When you travel to Elista, you usually fly to the city of Volgograd and then take a four-hour journey to the Kalmykian capital. We did this, in the opposite direction, just a few weeks ago, at the end of the Candidates Finals: at six a.m. a driver picked us up from our cottage in the City Chess and drove us to Volgograd, where we caught our flight to Moscow, Riga and Hamburg.
For the trip from Elista to Volgograd you have a two-hour journey on the M-6, and then spend two hours navigating the city to get to the airport. In our case the first part was calm and relaxed, the second somewhat harrowing, due to the traffic and lack of signs in Volgograd (our driver stopped a number of times to ask for directions). We do not know where the accident occurred, whether on the M-6 to Volgograd or in the city itself.
The road from Elista to Volgograd traverses the southern Volga steppe
During the Candidates Finals we often saw Max Sorokin, mainly in the City Chess restaurant, where he took breakfast, lunch and dinner with his charge, Sergei Rublevsky. In the above picture they share a table with the Bareev team.
Max Sorokin in the last picture I have of him (taken on June 9th, 2007 in Elista)
On behalf of the leadership of the World Chess Federation and people of the Republic of Kalmykia, and on my personal behalf, let me express my deepest condolences on the tragic death of the head of the Elista Grandmaster School, International Grandmaster Maxim Sorokin.
Maxim was famous for his amazing hard working feature and natural modesty. His huge pedagogical experience is known not only to the members of the Russian Women's team, but also to the chess players of Kalmykia and to one of the strongest chess players, Sergey Rublevsky.
He had great plans for the future and clear vision of the path to go in order to achieve high goals.
I express my sincere condolences to his family and friends, to those who had a chance to know this outstanding person.
With deep sorrow,
Head of the Republic of Kalmykia
The following articles appeared in the Internet chess magazine Chess Today. We reproduce these eulogies, which appeared in CT-2428 on July 2nd, 2007, with the kind permission of the editor, GM Alexander Baburin.

# Extracted records
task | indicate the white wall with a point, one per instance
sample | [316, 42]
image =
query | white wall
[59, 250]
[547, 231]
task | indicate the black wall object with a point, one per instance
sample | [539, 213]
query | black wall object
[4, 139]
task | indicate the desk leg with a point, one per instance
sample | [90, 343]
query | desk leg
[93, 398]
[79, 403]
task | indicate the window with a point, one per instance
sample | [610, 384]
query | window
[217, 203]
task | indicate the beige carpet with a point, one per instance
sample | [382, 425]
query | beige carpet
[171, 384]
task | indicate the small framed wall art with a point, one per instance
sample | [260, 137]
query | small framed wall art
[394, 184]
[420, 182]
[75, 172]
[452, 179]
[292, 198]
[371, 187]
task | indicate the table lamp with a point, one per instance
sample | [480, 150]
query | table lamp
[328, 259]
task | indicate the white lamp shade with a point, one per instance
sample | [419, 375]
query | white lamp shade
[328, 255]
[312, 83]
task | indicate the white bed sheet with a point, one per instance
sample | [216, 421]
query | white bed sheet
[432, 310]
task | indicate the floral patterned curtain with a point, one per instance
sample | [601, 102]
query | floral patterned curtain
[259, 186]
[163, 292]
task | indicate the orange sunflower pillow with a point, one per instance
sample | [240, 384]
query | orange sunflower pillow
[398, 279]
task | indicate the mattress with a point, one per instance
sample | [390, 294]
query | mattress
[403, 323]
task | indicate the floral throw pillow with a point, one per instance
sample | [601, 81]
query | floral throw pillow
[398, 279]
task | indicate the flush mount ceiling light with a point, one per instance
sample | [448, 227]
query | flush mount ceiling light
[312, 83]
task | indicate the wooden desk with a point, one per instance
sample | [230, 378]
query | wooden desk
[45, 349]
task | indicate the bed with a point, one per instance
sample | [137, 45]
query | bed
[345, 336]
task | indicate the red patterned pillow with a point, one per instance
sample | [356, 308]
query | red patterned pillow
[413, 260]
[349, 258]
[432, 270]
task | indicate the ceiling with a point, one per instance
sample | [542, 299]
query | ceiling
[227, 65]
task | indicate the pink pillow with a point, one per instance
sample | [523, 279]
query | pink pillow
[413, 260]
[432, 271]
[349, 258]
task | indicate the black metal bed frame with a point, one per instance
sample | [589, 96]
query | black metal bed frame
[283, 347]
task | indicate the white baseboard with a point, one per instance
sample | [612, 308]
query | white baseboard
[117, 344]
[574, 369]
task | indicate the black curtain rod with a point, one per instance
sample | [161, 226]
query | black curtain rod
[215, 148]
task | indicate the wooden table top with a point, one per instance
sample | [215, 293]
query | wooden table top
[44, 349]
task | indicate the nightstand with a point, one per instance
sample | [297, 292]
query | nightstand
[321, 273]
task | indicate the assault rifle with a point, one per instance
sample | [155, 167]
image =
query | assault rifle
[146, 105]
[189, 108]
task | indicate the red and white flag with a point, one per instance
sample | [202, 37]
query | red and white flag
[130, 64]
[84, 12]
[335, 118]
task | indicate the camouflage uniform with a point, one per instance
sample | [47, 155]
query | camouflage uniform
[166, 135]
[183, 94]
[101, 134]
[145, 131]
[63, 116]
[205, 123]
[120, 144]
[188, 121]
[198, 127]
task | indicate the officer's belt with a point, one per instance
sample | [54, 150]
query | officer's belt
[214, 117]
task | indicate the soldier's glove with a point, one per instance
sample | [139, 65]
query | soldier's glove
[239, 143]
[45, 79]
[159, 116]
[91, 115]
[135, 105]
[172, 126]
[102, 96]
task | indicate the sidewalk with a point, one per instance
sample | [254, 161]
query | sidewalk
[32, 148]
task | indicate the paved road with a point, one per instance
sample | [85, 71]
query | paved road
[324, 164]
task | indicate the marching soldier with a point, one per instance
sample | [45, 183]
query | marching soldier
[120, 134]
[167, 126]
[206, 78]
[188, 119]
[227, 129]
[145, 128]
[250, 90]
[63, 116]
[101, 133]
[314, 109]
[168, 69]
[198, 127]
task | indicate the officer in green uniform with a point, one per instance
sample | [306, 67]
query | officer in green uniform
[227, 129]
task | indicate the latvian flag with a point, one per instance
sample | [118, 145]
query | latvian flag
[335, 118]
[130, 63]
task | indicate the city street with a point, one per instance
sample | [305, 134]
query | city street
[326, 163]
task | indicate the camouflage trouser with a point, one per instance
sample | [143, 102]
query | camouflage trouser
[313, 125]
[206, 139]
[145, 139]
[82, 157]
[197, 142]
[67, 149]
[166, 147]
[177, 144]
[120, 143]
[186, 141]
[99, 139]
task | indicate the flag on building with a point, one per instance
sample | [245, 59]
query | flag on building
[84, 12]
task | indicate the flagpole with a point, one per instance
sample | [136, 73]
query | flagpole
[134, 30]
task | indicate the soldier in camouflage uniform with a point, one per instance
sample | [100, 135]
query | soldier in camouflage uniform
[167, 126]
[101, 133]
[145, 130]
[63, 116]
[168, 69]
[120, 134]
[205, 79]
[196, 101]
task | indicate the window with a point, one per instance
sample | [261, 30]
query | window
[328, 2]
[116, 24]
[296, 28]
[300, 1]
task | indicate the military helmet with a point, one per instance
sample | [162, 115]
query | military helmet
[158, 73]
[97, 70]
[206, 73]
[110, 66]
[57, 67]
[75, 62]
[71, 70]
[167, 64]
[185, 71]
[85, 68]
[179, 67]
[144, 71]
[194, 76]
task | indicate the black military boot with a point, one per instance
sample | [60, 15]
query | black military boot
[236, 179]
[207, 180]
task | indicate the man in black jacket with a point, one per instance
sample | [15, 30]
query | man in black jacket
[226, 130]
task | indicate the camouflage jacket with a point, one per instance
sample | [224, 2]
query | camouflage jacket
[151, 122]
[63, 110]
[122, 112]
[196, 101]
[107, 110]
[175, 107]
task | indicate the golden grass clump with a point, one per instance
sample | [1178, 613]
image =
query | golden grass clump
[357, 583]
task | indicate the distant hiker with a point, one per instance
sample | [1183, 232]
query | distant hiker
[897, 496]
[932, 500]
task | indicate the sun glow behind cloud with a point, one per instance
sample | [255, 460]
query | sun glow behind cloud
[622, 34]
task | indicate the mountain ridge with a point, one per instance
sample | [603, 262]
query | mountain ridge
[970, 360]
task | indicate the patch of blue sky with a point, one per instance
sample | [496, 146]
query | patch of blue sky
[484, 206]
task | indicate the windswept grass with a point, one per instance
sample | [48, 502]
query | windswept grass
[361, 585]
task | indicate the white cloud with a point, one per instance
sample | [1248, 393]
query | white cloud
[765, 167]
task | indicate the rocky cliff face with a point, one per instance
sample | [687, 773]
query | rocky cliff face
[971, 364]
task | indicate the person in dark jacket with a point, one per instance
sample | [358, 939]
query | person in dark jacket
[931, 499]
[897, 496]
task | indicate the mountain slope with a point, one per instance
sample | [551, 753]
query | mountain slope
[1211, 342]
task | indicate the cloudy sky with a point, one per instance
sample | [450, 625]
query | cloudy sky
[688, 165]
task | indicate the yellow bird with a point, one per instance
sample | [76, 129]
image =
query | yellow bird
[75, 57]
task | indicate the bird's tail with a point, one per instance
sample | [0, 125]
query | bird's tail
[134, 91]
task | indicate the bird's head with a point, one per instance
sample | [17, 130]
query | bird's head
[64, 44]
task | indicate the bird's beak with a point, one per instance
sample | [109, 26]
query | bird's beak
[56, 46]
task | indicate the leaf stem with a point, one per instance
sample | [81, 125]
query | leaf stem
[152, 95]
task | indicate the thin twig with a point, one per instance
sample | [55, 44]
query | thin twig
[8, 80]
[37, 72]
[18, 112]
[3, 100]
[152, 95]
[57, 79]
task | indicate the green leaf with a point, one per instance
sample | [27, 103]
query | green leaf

# Tasks to carry out
1: According to the page about Max Sorokin, how long is the drive from Elista to Volgograd on the M-6?
2: Please extract a passage from the page about Max Sorokin word for word, beginning at the words "Max Sorokin in" and stopping after "this outstanding person.".
Rely only on the page about Max Sorokin for your responses.

# Answers by item number
1: Two hours.

2:
Max Sorokin in the last picture I have of him (taken on June 9th, 2007 in Elista)
On behalf of the leadership of the World Chess Federation and people of the Republic of Kalmykia, and on my personal behalf, let me express my deepest condolences on the tragic death of the head of the Elista Grandmaster School, International Grandmaster Maxim Sorokin.
Maxim was famous for his amazing hard working feature and natural modesty. His huge pedagogical experience is known not only to the members of the Russian Women's team, but also to the chess players of Kalmykia and to one of the strongest chess players, Sergey Rublevsky.
He had great plans for the future and clear vision of the path to go in order to achieve high goals.
I express my sincere condolences to his family and friends, to those who had a chance to know this outstanding person.